* DESCRIPTION OF THE TASK: Extract each line below that contains the string "white". Case matters, so uppercase and lowercase letters count as different.

[Excerpt from a dataset]
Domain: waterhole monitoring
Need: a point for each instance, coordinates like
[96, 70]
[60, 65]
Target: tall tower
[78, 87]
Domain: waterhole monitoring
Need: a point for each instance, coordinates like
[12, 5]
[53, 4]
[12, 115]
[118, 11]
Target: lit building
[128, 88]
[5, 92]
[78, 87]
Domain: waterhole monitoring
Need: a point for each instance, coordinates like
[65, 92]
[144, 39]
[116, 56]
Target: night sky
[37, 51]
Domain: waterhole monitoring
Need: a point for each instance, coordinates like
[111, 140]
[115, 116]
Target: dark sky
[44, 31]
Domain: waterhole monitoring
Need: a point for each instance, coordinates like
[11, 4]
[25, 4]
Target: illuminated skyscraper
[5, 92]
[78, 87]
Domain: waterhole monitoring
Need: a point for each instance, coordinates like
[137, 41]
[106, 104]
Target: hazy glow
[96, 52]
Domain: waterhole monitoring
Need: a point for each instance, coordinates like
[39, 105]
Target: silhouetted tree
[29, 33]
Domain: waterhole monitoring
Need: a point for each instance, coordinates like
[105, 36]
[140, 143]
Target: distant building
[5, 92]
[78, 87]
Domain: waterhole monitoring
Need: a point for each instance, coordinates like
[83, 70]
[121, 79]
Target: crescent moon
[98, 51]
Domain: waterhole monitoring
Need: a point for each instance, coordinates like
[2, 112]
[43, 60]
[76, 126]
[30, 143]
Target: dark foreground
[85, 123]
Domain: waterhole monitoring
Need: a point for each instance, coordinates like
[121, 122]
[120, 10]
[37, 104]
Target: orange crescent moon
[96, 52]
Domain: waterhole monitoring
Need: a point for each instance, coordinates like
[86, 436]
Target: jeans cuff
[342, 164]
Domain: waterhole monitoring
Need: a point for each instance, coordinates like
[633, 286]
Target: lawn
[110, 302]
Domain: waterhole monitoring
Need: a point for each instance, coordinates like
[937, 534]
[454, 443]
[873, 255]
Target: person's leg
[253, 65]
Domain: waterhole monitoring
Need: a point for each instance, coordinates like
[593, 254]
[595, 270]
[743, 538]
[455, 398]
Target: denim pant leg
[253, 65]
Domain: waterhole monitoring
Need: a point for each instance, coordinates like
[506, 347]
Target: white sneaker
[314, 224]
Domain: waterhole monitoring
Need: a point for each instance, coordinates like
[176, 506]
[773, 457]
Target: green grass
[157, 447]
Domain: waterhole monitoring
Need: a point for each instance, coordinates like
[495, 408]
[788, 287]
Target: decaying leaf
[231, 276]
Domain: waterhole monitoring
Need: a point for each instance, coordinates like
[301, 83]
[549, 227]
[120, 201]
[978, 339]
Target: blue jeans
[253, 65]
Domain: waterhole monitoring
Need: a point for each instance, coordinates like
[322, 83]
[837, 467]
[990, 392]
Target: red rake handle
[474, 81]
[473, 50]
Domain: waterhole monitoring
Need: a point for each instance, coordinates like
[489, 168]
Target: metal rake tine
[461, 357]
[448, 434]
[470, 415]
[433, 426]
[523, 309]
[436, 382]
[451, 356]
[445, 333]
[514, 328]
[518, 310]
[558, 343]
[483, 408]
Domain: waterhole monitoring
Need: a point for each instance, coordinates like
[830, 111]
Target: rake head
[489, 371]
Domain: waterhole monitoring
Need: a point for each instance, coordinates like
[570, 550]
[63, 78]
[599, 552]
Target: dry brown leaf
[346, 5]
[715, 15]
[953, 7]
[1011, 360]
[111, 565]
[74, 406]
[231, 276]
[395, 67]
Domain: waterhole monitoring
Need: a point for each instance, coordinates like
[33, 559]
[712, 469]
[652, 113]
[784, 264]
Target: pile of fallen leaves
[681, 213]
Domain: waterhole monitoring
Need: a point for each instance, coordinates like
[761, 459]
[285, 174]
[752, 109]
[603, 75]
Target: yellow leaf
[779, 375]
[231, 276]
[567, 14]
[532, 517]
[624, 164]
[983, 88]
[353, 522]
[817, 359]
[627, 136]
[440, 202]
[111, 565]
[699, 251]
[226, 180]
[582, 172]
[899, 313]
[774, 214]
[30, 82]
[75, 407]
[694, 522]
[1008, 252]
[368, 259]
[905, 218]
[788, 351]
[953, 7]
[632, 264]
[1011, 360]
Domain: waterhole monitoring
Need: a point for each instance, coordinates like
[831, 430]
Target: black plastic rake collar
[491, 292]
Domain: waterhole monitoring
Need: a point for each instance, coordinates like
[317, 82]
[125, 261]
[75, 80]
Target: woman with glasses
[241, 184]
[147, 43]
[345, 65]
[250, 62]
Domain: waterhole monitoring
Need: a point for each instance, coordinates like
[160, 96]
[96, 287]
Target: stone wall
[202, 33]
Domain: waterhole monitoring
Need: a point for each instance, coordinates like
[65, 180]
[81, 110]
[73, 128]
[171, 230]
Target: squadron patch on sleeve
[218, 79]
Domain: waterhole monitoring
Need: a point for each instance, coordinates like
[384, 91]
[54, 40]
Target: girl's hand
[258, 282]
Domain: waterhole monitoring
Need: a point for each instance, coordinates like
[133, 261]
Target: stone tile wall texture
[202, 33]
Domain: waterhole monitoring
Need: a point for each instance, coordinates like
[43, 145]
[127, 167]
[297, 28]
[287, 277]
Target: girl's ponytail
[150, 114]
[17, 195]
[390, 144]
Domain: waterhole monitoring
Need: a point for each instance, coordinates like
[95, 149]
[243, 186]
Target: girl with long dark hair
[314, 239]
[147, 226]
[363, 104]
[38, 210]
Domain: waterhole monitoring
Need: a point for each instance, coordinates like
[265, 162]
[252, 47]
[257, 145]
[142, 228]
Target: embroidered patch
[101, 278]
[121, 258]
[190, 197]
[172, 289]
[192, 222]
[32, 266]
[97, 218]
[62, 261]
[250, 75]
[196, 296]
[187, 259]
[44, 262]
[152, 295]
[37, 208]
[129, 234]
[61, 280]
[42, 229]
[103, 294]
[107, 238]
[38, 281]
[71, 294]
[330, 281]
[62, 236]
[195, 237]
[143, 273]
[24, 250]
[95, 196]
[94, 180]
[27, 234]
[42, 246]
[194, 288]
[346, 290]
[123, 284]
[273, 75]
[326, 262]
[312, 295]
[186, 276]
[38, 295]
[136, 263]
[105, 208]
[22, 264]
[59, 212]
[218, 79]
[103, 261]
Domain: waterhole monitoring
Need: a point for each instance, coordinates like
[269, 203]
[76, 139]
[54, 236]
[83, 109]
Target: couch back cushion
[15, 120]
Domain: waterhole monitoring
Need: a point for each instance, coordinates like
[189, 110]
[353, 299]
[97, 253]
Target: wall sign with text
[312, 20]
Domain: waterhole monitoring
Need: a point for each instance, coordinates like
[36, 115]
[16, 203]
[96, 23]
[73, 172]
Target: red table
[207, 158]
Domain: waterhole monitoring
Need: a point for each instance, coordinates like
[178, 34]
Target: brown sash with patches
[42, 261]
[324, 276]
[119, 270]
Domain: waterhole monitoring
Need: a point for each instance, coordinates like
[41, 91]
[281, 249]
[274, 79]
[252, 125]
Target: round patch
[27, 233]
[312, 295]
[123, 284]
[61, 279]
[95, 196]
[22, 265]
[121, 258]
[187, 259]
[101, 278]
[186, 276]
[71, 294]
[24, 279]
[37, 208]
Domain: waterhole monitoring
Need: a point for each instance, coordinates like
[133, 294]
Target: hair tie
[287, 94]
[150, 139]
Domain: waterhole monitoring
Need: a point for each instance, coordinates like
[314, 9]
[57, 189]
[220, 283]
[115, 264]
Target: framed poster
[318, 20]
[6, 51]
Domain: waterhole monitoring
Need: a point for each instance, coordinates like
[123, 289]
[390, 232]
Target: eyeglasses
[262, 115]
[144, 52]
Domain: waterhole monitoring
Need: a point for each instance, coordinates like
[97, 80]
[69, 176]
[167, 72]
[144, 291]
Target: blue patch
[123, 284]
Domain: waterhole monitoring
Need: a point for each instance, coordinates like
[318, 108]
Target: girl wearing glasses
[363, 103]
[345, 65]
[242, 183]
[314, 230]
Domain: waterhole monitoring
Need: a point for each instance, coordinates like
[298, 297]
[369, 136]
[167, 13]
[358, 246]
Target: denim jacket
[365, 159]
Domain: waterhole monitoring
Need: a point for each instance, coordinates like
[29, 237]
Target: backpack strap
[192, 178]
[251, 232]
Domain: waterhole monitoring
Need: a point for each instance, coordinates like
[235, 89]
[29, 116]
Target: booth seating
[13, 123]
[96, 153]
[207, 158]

--

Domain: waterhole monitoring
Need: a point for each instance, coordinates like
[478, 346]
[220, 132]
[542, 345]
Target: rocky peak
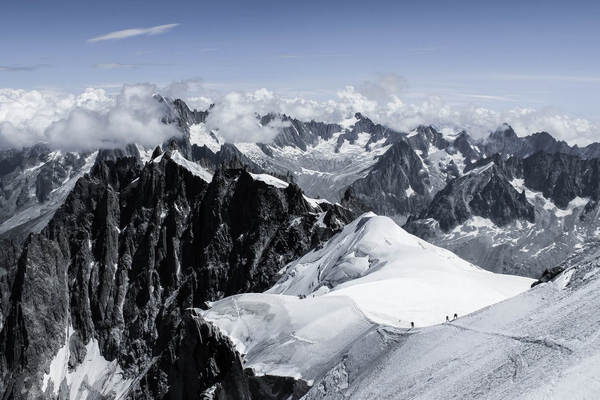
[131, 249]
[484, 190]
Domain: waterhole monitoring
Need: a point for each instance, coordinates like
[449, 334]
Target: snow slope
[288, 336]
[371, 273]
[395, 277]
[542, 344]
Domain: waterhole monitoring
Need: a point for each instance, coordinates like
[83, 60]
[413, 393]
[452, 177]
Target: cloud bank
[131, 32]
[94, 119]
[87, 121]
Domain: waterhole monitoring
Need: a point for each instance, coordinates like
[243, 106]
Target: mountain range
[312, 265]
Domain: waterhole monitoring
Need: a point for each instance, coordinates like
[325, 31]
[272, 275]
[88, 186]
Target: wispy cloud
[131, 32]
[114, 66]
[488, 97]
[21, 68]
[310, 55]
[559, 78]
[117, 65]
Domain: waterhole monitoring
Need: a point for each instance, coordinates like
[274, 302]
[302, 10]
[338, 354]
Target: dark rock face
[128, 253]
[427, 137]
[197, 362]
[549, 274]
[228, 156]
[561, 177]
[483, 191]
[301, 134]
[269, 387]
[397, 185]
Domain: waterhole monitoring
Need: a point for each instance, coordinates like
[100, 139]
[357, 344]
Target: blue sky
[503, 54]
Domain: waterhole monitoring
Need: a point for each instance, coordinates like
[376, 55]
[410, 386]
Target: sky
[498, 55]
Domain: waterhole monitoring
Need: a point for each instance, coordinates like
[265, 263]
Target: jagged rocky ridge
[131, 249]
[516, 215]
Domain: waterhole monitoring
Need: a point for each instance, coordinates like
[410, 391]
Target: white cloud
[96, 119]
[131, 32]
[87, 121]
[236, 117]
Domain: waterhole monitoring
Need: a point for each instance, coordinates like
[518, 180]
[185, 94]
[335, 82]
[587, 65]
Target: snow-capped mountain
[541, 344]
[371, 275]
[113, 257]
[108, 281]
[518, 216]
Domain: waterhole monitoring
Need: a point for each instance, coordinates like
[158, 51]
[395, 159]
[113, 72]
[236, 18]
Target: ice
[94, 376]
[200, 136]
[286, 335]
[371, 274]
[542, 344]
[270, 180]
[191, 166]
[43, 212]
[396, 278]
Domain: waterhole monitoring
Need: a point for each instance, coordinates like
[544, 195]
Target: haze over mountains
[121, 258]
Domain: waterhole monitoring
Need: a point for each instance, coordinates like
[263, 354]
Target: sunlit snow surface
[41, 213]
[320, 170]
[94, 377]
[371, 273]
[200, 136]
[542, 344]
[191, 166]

==

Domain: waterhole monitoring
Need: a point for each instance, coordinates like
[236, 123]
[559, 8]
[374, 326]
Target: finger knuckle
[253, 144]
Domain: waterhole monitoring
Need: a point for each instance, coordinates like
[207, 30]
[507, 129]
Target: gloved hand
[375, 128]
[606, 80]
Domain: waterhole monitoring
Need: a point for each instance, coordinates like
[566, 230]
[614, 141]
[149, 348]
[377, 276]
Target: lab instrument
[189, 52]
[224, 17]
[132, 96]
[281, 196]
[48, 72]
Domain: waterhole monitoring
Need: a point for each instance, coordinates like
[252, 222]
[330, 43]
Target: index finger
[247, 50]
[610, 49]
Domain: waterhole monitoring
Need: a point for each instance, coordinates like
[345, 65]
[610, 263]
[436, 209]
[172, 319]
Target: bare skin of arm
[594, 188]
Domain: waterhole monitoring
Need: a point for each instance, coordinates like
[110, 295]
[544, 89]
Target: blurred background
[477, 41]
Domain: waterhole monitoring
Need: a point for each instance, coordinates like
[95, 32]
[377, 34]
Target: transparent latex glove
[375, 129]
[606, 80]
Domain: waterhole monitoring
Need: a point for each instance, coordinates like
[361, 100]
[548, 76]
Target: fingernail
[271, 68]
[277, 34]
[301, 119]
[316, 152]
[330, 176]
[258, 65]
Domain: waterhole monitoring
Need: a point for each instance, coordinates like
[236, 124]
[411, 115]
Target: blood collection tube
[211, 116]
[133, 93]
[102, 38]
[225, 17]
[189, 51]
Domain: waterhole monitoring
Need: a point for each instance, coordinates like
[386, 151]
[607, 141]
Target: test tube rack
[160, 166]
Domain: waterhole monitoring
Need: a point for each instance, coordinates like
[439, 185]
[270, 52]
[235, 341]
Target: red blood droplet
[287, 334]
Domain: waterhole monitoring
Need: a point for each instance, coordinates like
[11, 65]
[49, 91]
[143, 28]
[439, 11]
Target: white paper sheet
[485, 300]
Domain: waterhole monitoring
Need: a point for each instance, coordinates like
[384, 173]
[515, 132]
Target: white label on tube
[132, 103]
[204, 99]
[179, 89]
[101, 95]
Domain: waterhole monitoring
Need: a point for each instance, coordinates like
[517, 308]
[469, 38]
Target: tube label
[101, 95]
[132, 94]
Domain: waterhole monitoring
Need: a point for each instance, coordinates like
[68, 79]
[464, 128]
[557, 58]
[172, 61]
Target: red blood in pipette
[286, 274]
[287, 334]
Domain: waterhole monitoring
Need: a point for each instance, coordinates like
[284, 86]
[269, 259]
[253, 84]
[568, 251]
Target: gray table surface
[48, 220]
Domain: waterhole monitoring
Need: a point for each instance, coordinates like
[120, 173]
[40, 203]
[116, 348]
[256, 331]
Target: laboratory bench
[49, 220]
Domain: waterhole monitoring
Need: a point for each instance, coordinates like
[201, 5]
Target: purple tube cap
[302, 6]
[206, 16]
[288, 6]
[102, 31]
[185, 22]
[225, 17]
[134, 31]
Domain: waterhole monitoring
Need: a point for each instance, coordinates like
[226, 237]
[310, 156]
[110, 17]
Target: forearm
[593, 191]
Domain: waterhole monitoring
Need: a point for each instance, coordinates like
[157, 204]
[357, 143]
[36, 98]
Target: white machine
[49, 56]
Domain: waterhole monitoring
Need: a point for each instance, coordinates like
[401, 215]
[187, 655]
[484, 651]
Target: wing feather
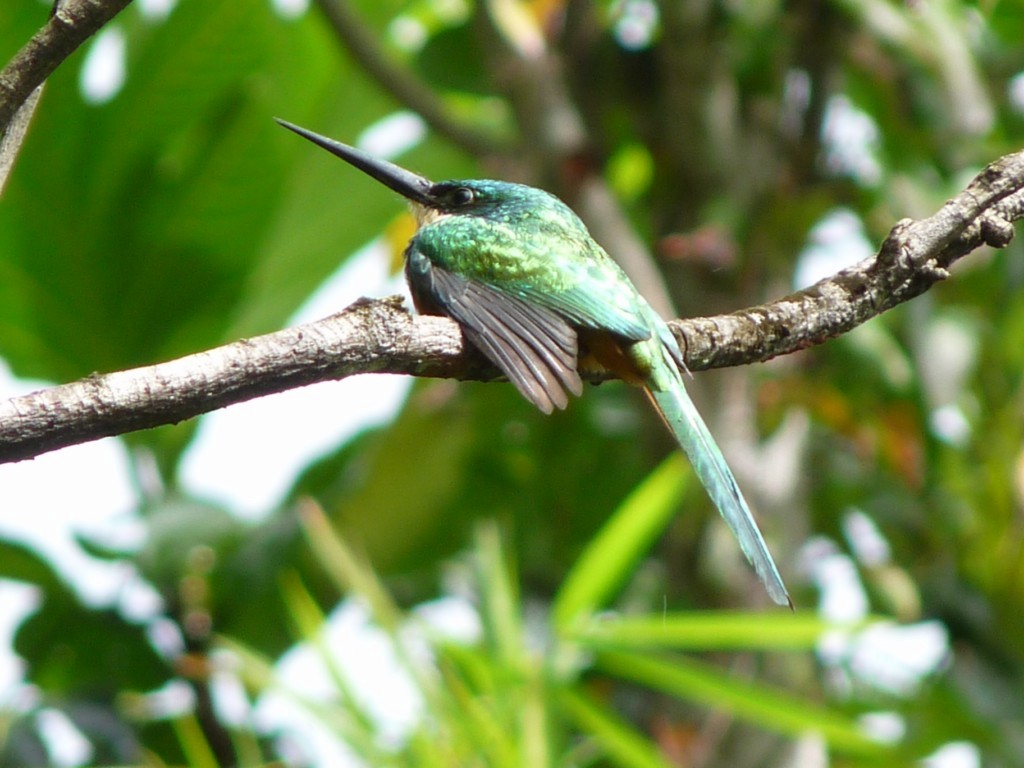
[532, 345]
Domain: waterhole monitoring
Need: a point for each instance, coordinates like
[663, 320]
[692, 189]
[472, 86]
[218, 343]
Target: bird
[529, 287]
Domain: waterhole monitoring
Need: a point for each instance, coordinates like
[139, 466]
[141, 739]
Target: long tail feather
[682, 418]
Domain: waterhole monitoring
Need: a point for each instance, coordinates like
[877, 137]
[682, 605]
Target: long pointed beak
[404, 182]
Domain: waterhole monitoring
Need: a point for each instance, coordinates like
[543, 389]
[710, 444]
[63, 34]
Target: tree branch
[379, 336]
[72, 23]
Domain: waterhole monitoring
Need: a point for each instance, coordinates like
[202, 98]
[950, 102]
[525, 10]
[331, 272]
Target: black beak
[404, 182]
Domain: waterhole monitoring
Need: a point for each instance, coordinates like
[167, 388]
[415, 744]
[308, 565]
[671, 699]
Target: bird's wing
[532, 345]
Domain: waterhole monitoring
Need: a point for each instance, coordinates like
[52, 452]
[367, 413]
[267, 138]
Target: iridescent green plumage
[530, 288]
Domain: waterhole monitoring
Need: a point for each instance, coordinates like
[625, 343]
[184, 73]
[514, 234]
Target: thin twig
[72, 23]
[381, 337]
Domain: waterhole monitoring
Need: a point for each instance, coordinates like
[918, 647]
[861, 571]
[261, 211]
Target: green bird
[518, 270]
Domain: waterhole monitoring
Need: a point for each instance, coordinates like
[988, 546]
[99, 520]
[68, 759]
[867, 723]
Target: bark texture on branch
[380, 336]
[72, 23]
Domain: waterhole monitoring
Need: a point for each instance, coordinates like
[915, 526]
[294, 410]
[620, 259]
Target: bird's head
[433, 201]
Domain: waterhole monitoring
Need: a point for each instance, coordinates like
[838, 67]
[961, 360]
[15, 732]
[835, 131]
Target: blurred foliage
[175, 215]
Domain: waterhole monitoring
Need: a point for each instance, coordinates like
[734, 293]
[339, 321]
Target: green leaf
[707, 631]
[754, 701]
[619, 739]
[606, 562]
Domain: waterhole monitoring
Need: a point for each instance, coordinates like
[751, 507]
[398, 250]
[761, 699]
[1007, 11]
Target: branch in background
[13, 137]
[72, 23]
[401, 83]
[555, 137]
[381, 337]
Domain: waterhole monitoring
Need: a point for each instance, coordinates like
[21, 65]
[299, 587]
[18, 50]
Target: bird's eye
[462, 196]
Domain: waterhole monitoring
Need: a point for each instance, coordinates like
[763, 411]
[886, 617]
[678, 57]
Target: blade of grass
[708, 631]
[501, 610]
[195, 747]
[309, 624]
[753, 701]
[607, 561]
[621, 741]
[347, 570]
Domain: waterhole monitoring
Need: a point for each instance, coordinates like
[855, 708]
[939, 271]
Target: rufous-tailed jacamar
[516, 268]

* FINISHED EXERCISE:
Target: white sneaker
Target: white cloud
Target: white paper sheet
Target: white label on tube
Target: white machine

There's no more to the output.